--- Given text ---
■ ■ ■ ■ ■

By participatory democracy they mean a system whereby citizens play a direct role in political decisions, instead of the very indirect role that applies currently. Greens typically oppose the "war on terrorism", which, in the Irish case, involves making a principle over the use of Shannon as a facility for the war in Iraq. On social justice, Greens, typically, are on the left. For instance, for a while the Green Party here supported the idea of a basic income for everyone as a guarantee against poverty.

Almost everyone in the Green Party here now espouses these ideals or at least did so until recently. But for them the problem is that these ideas are not acceptable to the majority of the population or even a significant minority.

There is no hope that these four "pillars" of policy would be realised in a Fianna Fáil-Green coalition. Fianna Fáil buys a bit into the green agenda but only marginally.

Of course a "spin" on these issues is on offer but significant realisation? No way.

The only hope of actualising green policies is by campaigning for them, persuading the electorate or a significant portion of it that this is the way to go. That is "power". Going into government is "office". No use.

In fact a party or a politician need never get into "office" to have "power". To use examples I have used frequently in these columns, look at the influence of Enoch Powell in the UK and Conor Cruise O'Brien here. Powell persuaded or helped to persuade most of the British electorate of the virtues of neo-liberalism - he was the ideological precursor of Thatcherism. He prepared the ground for a radical shift in immigration policy. It was he who sowed the seeds of Euroscepticism in the UK and all this time during which he exercised influence and "power" he never held "office".

Here Conor Cruise O'Brien was hugely significant in shifting the public view on Northern policy and this had almost nothing at all to do with the brief period during which he held "office".

If the Greens go into government, they will kill off the green movement here in return for office and however they dress this up that will be the reality. The electorate is not ready for green policies and, because of that reality, no government will implement them, other than symbolically. Similar arguments apply in relation to "left" politics. The reason "left" politics is now out of fashion is because there is almost nobody campaigning for them.

In this recent election Fianna Fáil won more votes than it has ever won in an election previously, about 850,000 first preferences. It is a very considerable achievement, especially at a time when the fragmentation of the vote remains pronounced. In 1977 it won more than 50 per cent of the vote but that then represented fewer than 820,000 first preferences. So that 850,000 first preferences on May 24th was a huge achievement.

■ ■ ■ ■ ■

--- Source data ---
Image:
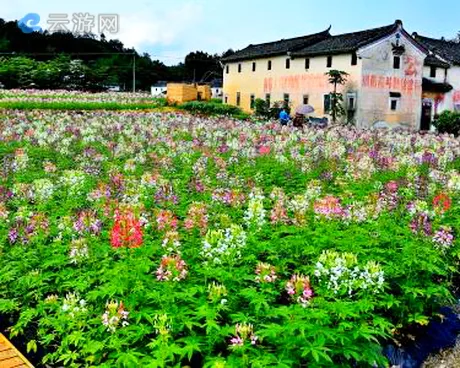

■ ■ ■ ■ ■

--- Required work ---
a) Name every distinct word or phrase that the column on the Greens and Fianna Fáil puts inside quotation marks, listing each one only once.
b) From the column on the Greens and Fianna Fáil, reproduce everything from "If the Greens" down to "campaigning for them.".
You won't need the material for this.

--- Answers to the exercises ---
a)
- "war on terrorism"
- "pillars"
- "spin"
- "power"
- "office"
- "left"

b)
If the Greens go into government, they will kill off the green movement here in return for office and however they dress this up that will be the reality. The electorate is not ready for green policies and, because of that reality, no government will implement them, other than symbolically. Similar arguments apply in relation to "left" politics. The reason "left" politics is now out of fashion is because there is almost nobody campaigning for them.